# PAGE EXTRACT start
200% in that 6 years. So to me, it really doesn't make sense to do that. If we believe that it would never trade at a premium, then maybe, then it's more logical. But yes, it's traded at a premium before global and will trade at a premium again.

Emiko Reed

executive
#41

Great. Thank you so much, Geoff. So Richard has asked, has WAM Global, or the WAM Global team been in contact with the overseas corporate activist funds, which has taken a significant holding in WAM Global?

Geoffrey Wilson

executive
#42

Well, that's a very topical question. Yes, we caught up with them today. Yes, and so we caught up with them today. And like what they do, is they look globally, they look around the world and at Saba Capital, they look around the world yes for assets traded at discount. They take a position in those companies and they hedge, they try to reduce the risk. They've actually got a listed investment company, which is listed on the New York Stock Exchange, which trades at about a 9% discount, which actually I've been doing some work on. So keep an eye on this space, but that's not for WAM Global. Yes, so to me -- yes we've had a, yes, we spent a good hour, 1.5 hour with them today. Yes -- chatting through what our plans are and we're very comfortable. Yes, but they will obviously, yes they're looking to get a return. They're looking for that discount to close. Yes, obviously from their perspective, if they're hedging their position, the quicker the discount closes, then the better for them. Yes, so to me, if, yes we have to -- WAM Global has to continue to perform and it has to close, that discount has to close. And if it goes the other way, then they'll end up being, well, I mean, you'd assume, they will end up becoming bigger shareholders, and it would end up being a bigger challenge for the structure going forward.
# PAGE EXTRACT end
# MATERIAL start
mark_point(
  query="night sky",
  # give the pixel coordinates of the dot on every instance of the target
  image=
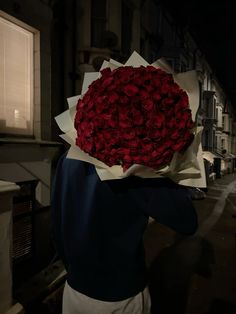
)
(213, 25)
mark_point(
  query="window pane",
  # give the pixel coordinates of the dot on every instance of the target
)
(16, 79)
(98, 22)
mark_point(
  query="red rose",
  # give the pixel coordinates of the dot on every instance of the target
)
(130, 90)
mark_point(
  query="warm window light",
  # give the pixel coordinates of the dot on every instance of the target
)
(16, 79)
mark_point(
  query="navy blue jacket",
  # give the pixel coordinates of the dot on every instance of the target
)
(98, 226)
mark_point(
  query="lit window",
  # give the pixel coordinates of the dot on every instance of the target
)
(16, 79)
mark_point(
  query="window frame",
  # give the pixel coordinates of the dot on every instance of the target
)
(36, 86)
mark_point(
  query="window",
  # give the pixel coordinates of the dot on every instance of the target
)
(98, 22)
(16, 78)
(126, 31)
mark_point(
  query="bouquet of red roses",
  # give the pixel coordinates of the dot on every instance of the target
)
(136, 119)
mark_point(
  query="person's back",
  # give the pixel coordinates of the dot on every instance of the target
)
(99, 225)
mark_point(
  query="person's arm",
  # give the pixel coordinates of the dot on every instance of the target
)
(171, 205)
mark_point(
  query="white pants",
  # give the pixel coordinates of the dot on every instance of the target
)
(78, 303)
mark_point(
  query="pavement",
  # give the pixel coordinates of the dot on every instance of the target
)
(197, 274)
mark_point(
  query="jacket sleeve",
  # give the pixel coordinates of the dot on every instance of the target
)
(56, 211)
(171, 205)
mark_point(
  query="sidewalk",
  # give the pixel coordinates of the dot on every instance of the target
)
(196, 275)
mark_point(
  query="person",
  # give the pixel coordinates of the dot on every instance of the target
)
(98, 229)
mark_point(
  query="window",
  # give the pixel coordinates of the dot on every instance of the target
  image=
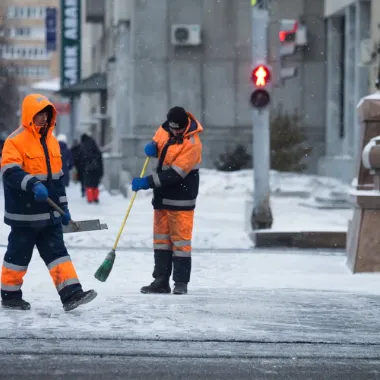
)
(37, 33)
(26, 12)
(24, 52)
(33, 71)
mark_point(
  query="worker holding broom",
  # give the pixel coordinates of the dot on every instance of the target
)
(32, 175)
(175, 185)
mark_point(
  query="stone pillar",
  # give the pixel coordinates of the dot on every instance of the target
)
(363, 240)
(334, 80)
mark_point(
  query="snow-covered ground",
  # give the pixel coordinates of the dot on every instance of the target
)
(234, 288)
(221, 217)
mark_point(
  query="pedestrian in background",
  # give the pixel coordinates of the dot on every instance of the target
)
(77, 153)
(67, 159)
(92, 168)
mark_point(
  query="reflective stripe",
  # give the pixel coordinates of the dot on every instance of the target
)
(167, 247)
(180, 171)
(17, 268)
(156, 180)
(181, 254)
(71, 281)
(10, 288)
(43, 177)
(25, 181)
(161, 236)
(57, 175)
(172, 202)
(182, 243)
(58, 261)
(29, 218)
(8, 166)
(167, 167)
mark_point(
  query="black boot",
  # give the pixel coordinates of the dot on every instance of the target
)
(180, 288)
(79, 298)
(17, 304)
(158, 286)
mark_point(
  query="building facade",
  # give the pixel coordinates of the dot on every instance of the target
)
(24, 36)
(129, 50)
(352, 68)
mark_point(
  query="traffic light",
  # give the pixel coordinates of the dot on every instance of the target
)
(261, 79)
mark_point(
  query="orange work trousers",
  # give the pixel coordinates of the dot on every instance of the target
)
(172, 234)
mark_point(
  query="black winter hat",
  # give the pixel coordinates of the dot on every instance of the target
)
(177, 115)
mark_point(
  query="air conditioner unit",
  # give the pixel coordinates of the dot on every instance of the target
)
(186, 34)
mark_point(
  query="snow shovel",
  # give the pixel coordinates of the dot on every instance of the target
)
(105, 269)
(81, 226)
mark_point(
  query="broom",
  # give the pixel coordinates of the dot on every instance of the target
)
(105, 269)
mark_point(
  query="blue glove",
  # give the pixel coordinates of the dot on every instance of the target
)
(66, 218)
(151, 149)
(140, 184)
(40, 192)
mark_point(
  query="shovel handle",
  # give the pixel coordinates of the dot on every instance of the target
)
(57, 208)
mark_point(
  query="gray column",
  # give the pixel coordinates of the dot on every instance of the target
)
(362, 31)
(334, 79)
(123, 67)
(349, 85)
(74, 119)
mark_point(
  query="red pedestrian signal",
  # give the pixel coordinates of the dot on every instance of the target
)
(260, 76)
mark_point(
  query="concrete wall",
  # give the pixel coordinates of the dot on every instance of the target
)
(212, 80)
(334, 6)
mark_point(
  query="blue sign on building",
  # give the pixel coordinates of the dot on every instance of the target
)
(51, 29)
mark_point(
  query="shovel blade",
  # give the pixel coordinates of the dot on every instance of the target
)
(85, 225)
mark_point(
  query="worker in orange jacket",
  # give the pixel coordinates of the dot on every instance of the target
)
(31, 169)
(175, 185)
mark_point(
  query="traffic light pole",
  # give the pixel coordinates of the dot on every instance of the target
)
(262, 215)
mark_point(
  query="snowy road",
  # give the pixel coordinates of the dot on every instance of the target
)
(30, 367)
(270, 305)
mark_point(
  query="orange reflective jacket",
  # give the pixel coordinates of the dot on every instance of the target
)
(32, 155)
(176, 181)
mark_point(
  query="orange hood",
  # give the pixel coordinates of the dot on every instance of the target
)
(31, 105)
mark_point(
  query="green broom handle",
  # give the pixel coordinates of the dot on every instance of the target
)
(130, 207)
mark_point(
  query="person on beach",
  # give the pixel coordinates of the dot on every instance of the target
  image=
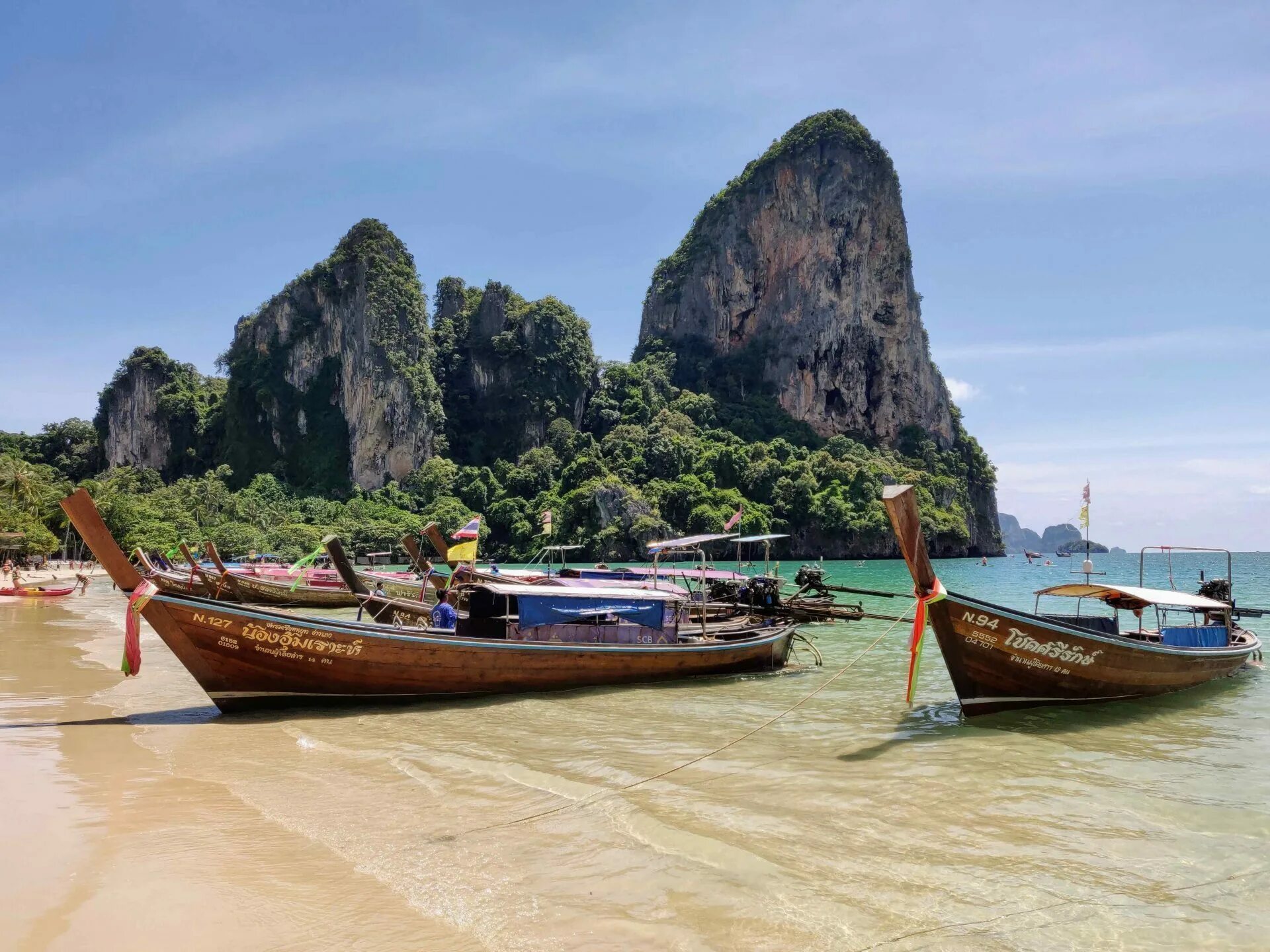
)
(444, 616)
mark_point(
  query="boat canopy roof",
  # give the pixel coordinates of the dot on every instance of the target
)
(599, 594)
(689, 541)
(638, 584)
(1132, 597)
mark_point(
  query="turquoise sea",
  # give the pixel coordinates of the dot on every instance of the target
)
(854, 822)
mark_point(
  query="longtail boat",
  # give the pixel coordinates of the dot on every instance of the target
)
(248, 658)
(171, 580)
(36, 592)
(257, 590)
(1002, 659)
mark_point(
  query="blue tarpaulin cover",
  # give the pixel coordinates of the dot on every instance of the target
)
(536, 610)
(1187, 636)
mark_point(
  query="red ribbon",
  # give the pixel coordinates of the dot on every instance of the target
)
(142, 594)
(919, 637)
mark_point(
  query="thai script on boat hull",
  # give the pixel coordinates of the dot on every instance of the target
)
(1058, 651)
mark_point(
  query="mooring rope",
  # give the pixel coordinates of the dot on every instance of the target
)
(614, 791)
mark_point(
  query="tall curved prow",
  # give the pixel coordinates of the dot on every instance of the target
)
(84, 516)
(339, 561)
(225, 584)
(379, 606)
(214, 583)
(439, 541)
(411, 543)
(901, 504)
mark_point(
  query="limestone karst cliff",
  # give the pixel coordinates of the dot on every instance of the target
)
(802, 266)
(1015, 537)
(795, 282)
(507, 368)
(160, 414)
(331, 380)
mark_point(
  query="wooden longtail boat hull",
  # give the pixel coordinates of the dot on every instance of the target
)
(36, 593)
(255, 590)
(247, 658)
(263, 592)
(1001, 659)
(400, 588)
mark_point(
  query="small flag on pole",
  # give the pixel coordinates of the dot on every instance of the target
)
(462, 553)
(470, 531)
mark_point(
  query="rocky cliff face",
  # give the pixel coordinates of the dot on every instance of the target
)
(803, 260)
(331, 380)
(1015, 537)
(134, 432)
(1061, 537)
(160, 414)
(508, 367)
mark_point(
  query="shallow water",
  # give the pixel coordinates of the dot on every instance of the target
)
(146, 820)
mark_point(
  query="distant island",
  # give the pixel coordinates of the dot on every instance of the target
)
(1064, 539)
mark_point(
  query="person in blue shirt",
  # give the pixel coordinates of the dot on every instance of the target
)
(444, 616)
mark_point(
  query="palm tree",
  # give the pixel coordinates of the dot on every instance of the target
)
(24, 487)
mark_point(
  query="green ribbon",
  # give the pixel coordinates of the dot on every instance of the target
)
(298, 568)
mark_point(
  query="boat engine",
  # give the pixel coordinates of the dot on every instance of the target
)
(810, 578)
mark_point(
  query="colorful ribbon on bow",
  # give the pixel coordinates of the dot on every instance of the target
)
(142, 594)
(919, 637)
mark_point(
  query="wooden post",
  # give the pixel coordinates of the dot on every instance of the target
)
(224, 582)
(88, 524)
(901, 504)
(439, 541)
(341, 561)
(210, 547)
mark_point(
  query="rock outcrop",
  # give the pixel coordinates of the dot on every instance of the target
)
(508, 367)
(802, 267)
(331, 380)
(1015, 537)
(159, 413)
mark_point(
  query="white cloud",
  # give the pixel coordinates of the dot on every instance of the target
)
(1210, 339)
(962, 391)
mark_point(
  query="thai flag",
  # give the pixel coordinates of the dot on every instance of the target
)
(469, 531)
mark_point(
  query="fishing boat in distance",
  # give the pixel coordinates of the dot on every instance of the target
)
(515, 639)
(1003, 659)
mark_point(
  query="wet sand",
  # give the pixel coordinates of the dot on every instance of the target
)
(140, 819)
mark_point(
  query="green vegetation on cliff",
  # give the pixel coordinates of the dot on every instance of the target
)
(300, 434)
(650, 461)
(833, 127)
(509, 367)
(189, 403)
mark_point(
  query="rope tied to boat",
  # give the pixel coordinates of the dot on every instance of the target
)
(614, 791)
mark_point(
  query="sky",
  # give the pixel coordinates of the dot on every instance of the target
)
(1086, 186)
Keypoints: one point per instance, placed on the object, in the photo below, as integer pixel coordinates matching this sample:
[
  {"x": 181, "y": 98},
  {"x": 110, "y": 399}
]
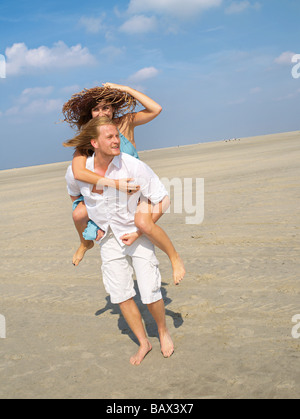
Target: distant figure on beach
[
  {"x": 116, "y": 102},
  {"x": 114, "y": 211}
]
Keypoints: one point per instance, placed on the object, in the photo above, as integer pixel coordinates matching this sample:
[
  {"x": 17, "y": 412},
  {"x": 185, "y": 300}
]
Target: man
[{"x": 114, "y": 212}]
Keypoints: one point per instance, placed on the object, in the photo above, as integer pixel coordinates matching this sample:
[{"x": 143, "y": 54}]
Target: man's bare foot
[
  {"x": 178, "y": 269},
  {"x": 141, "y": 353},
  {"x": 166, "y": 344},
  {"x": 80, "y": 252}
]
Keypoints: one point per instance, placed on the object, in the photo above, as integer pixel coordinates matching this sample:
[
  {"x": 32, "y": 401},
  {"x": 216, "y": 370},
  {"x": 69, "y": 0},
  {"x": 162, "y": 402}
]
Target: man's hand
# MATERIAL end
WHAT IS ASKED:
1/ In the WAM Global transcript, on which exchange is the activist fund's own listed investment company listed?
2/ Repeat the WAM Global transcript word for word from "Great. Thank you" to "in WAM Global?".
The data comes from a source separate from the WAM Global transcript.

EXPECTED RESPONSES:
1/ The New York Stock Exchange.

2/
Great. Thank you so much, Geoff. So Richard has asked, has WAM Global, or the WAM Global team been in contact with the overseas corporate activist funds, which has taken a significant holding in WAM Global?